--- PASSAGE SHOWN ---

· · · · ·

# useradd : unable to lock passwd file



## asdfgh2 (Jun 24, 2007)

when iam creating user using useradd 

it prompts an error 


             unable to lock passwd file


----------



## praka123 (Jun 24, 2007)

useradd is a raw command.which distro are you using.
also you need to be root(admin) user to do that.try as root.
remember useradd needs many things(mostly auto set) like the default /home/user directory,shell,ur details etc etc.there are gui tools available in most modern distros like Debian or Fedora


----------



## asdfgh2 (Jun 24, 2007)

thanks for ur reply


iam using redhat 9.0 and iam logged in as user root 



but iam getting the same error as " unable to lock passwd file " 


what to do


----------



## praka123 (Jun 24, 2007)

this is queit a old distro   use fedora 7 (redhat's latest version is called fedora)
the tool used if u have GUI GNOME working is "redhat-config-users" i think.infact rh website too have details.
if u want to know more about cmd u can try in terminal "man useradd"
ex usage in cli is like u need to specify ur primary group,secondary groups(wheel),home directory,user details passwd etc


----------



## sashijoseph (Jun 24, 2007)

Hey look in your /etc/passwd ..... there should be some lock files... passwd.lock etc.Delete them,restart and get going.


----------



## asdfgh2 (Jun 25, 2007)

thaks for ur reply 

i have deleted /etc/passwd.lock file

now its working


----------

· · · · ·

--- DATA RECORDS ---
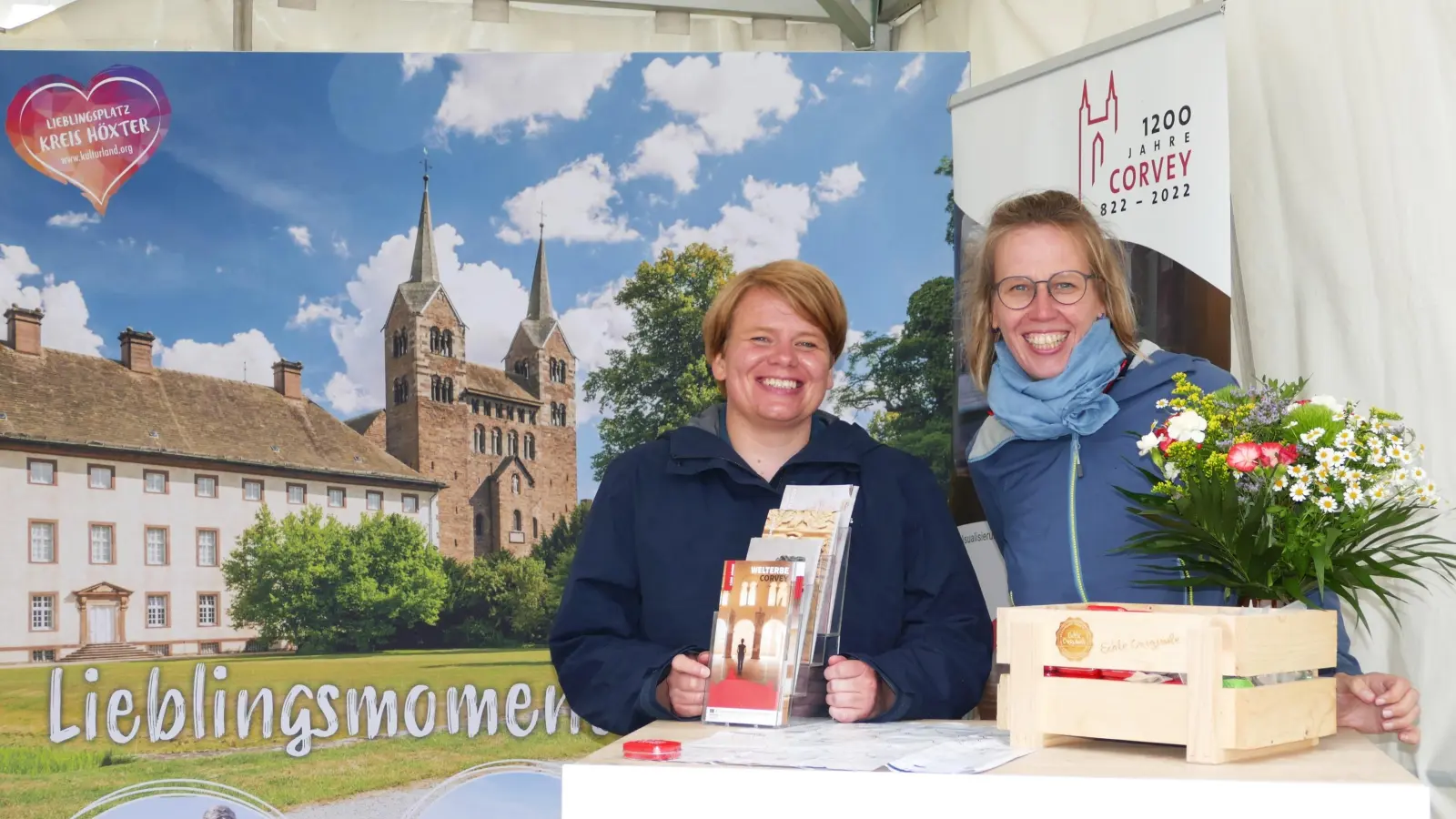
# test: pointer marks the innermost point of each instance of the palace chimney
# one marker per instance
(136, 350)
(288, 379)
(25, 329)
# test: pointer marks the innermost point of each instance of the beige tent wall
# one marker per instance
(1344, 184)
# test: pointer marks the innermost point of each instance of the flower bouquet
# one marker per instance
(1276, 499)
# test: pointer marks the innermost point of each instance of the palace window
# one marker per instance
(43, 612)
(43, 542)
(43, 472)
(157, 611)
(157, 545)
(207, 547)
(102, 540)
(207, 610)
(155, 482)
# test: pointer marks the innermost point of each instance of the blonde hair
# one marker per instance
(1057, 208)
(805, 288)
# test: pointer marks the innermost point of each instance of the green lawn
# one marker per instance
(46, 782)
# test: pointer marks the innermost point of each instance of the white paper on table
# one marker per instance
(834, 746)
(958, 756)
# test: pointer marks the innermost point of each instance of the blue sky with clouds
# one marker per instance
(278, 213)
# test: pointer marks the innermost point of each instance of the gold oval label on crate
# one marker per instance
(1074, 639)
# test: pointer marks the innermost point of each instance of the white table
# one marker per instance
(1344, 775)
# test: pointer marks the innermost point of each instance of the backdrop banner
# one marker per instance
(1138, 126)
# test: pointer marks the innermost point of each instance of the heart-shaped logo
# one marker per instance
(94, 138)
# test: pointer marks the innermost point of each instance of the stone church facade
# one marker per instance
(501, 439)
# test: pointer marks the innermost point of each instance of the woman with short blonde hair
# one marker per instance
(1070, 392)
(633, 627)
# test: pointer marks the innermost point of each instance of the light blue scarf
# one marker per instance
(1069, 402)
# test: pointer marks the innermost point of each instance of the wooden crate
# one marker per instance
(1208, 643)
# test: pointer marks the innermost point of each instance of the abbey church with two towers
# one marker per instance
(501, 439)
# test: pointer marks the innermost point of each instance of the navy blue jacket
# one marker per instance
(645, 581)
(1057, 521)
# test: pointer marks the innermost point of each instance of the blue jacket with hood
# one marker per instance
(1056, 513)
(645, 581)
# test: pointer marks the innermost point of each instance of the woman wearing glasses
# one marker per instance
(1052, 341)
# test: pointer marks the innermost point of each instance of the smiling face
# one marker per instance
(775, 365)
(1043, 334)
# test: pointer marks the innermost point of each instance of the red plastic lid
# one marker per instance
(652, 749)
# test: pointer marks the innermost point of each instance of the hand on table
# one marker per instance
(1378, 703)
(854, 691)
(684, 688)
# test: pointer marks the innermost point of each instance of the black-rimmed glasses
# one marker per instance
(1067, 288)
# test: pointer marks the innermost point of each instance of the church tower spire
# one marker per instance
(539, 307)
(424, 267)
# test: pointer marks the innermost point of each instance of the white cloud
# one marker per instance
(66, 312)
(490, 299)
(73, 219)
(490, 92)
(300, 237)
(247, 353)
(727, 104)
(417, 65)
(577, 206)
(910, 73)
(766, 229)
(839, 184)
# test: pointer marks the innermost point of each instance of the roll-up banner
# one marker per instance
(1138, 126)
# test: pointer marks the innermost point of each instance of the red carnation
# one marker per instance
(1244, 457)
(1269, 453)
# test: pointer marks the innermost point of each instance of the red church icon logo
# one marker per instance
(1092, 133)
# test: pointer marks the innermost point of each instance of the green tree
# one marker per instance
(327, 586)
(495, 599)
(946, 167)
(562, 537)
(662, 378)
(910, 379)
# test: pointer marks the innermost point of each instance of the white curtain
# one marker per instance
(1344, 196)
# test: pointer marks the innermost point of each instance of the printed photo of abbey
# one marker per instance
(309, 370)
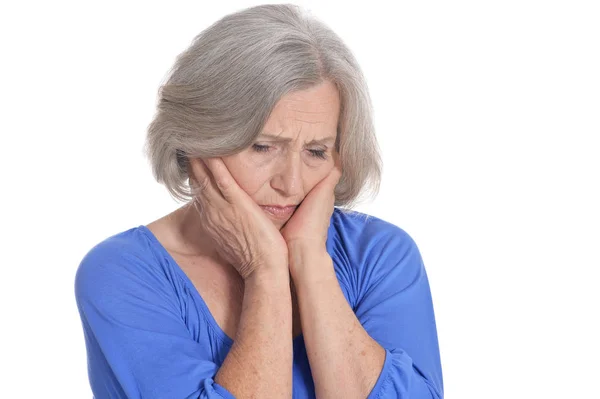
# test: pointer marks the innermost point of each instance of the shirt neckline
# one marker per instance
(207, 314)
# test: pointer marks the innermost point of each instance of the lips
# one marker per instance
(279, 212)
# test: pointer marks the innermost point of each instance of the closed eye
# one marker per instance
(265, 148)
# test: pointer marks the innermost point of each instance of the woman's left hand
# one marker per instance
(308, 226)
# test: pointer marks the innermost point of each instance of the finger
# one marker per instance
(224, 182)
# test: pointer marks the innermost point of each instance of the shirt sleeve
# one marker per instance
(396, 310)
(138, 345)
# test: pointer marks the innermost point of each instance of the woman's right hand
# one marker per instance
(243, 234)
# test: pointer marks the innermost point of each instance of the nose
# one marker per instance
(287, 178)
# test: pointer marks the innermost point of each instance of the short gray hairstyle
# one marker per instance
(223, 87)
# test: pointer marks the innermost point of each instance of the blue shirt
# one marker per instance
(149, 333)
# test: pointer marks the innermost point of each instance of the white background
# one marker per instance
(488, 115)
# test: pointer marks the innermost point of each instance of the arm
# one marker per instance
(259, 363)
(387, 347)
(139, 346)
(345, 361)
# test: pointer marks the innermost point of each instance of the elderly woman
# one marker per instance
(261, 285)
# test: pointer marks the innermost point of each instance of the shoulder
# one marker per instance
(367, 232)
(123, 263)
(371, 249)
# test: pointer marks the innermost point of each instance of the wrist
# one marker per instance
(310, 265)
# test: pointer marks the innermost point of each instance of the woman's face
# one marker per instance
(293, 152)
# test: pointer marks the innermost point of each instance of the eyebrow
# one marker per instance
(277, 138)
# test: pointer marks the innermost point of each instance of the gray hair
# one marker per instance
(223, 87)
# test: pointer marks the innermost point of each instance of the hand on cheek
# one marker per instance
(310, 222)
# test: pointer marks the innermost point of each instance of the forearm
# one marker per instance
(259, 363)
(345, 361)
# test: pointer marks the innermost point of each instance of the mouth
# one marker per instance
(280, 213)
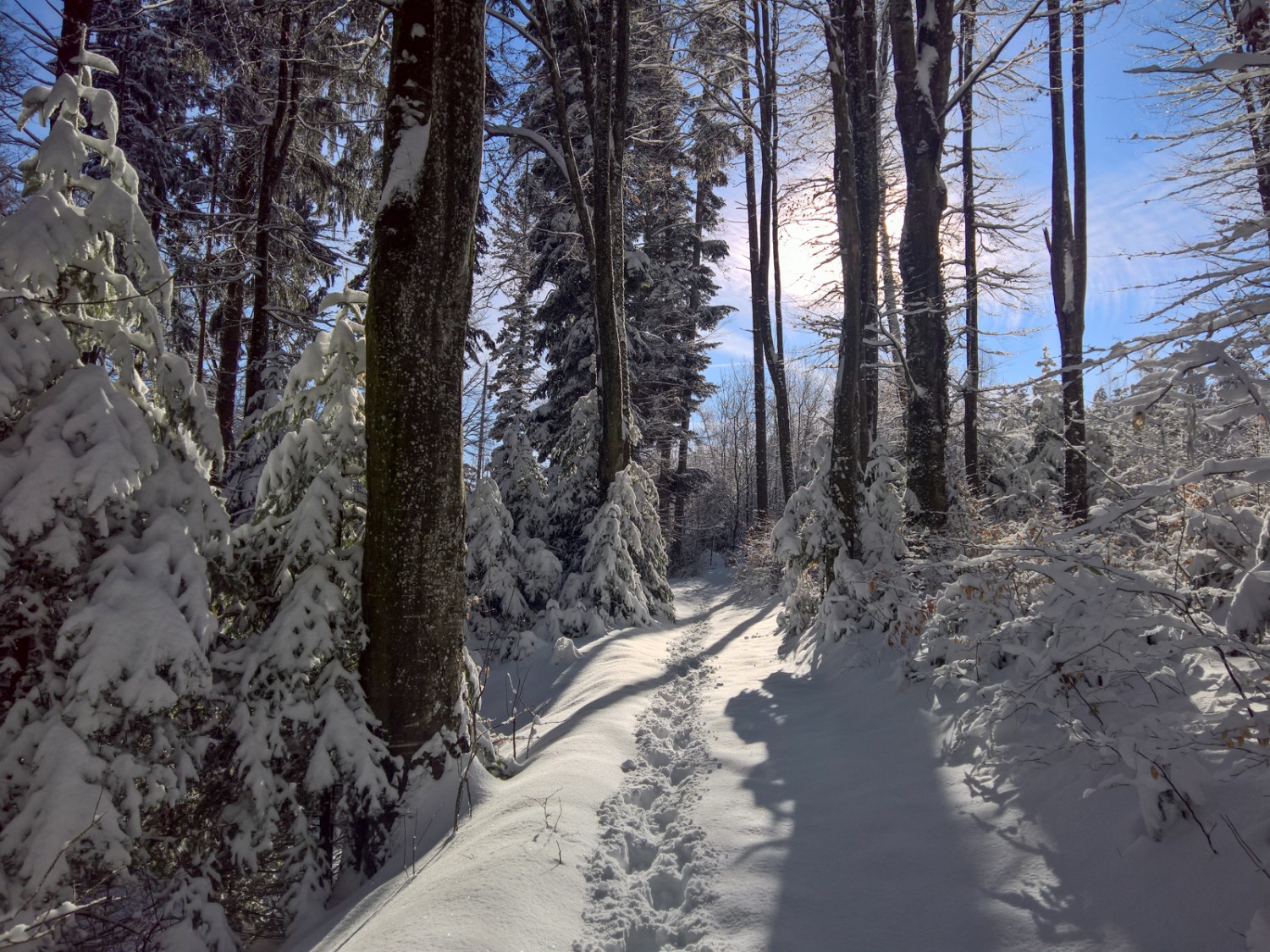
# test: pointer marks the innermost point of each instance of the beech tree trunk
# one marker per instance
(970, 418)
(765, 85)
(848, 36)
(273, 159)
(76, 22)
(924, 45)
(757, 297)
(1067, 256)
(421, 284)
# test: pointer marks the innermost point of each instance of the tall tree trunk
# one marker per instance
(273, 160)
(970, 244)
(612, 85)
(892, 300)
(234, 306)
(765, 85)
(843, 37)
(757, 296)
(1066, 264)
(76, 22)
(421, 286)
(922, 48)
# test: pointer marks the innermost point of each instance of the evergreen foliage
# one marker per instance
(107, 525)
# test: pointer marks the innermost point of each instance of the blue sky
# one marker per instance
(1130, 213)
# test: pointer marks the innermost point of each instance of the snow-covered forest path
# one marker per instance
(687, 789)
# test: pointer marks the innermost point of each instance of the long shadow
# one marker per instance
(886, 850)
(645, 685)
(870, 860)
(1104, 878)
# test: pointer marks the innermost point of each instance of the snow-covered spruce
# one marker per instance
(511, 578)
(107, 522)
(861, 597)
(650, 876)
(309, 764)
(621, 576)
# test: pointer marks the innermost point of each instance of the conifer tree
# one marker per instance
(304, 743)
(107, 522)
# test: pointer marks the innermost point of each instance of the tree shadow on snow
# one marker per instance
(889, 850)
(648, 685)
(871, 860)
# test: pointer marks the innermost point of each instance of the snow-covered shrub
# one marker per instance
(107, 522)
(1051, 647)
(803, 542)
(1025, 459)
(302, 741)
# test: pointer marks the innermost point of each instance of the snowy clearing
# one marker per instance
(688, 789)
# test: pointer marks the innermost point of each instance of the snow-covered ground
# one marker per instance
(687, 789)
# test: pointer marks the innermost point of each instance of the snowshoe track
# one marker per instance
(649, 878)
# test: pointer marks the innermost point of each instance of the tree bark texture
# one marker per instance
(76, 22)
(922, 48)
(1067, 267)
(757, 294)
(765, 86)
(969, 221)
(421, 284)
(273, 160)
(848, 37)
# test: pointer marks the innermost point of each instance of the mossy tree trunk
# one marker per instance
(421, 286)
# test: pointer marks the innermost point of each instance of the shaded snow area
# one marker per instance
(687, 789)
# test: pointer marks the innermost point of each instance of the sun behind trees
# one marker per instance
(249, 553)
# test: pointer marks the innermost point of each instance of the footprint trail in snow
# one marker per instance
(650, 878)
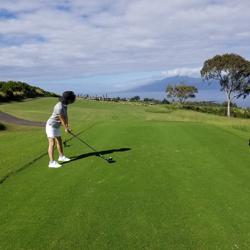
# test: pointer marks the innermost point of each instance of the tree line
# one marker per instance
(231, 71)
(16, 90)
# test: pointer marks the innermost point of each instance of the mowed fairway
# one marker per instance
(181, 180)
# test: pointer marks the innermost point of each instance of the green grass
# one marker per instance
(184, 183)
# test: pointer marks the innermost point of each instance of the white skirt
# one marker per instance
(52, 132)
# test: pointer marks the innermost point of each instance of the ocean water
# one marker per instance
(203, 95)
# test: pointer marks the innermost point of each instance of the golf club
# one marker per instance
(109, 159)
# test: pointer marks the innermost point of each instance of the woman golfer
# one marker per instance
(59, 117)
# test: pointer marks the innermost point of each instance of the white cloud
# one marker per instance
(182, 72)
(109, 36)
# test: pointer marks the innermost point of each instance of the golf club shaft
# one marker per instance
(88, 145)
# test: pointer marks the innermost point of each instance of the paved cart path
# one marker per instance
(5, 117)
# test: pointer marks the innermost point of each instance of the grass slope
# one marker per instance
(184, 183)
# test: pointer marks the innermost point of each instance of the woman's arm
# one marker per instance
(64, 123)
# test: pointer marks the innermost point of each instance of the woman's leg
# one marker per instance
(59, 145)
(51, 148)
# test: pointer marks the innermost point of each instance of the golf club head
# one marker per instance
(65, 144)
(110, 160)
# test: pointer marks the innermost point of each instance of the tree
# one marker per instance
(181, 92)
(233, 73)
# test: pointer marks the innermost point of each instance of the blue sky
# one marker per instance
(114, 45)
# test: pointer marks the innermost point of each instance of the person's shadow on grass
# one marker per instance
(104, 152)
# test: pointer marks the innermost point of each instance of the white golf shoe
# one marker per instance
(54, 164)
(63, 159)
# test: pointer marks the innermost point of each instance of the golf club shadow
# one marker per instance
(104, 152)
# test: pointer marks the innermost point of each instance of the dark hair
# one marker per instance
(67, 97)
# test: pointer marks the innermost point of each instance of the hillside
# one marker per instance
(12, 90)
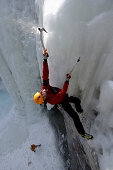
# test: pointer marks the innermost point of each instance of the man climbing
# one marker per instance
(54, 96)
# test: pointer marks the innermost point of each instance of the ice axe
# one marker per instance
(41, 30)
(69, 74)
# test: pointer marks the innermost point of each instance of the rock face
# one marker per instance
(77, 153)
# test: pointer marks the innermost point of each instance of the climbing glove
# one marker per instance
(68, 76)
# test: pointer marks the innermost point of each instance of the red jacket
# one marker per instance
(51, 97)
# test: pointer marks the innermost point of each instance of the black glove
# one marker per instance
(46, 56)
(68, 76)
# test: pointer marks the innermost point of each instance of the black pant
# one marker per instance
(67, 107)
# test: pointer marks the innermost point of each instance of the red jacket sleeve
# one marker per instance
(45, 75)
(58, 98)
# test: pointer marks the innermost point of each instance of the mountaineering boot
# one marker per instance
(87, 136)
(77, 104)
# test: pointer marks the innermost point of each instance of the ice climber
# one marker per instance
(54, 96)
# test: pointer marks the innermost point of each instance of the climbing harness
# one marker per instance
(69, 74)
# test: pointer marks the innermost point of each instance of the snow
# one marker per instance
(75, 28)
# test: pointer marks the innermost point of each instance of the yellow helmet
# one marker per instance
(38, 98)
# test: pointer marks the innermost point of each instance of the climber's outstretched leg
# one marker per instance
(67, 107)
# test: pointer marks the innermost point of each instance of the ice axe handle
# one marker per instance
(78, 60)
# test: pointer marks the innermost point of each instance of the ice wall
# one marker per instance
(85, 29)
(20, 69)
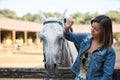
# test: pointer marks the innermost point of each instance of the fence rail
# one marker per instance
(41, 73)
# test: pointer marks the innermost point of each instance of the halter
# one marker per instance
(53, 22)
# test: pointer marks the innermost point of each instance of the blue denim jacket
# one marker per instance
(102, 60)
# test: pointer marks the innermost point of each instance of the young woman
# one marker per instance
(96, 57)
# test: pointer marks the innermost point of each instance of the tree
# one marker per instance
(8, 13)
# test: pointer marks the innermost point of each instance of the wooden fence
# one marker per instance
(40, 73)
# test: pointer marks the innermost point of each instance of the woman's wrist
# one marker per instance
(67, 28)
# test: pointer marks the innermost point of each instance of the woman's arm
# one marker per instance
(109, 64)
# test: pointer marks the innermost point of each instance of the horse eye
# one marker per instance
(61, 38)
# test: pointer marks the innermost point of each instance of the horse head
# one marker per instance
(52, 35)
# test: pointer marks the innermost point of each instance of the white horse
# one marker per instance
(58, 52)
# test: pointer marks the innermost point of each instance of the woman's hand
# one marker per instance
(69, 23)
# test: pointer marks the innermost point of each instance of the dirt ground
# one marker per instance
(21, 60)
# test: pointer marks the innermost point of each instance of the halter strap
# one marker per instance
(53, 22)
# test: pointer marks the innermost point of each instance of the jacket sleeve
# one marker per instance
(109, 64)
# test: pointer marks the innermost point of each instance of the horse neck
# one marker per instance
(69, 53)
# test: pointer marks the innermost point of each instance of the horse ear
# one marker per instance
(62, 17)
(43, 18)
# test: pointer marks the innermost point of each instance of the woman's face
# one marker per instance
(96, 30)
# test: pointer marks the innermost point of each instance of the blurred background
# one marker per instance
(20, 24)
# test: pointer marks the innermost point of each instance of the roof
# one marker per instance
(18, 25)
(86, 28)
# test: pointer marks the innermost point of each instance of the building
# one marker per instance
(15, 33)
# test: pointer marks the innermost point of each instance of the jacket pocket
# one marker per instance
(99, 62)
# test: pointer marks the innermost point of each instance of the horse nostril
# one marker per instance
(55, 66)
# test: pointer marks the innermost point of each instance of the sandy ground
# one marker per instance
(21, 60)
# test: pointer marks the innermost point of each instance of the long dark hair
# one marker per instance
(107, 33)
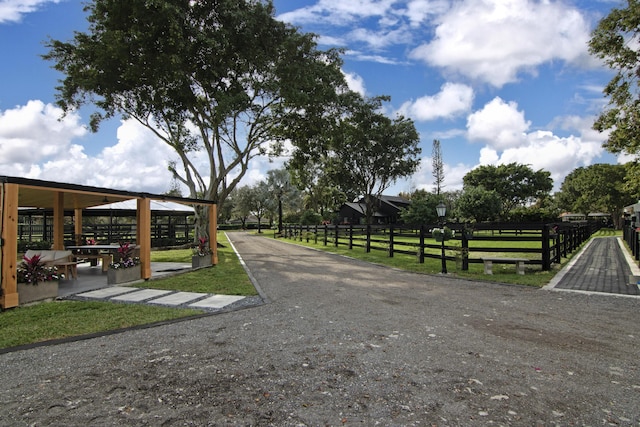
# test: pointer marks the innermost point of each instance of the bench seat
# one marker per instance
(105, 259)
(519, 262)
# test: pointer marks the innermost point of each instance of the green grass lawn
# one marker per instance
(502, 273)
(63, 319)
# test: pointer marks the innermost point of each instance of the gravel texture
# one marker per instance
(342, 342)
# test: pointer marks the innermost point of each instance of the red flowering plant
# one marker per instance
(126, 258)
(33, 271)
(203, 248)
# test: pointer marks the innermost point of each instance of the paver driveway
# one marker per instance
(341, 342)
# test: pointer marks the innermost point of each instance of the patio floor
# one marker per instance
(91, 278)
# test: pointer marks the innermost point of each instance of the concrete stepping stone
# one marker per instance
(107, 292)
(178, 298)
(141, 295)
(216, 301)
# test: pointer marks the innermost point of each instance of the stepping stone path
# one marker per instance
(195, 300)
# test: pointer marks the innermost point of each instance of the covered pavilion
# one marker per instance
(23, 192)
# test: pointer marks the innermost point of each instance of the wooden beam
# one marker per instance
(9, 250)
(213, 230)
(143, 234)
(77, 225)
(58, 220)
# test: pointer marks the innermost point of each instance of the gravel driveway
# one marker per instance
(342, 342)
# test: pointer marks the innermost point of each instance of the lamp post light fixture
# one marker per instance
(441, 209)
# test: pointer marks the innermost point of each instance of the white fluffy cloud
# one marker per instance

· · · · ·

--- TO BE DONE ---
Output the passage of the useradd forum thread from "this is queit" up to and including "and get going.", copied word for word.

--- RESULT OF THE TASK ---
this is queit a old distro   use fedora 7 (redhat's latest version is called fedora)
the tool used if u have GUI GNOME working is "redhat-config-users" i think.infact rh website too have details.
if u want to know more about cmd u can try in terminal "man useradd"
ex usage in cli is like u need to specify ur primary group,secondary groups(wheel),home directory,user details passwd etc


----------



## sashijoseph (Jun 24, 2007)

Hey look in your /etc/passwd ..... there should be some lock files... passwd.lock etc.Delete them,restart and get going.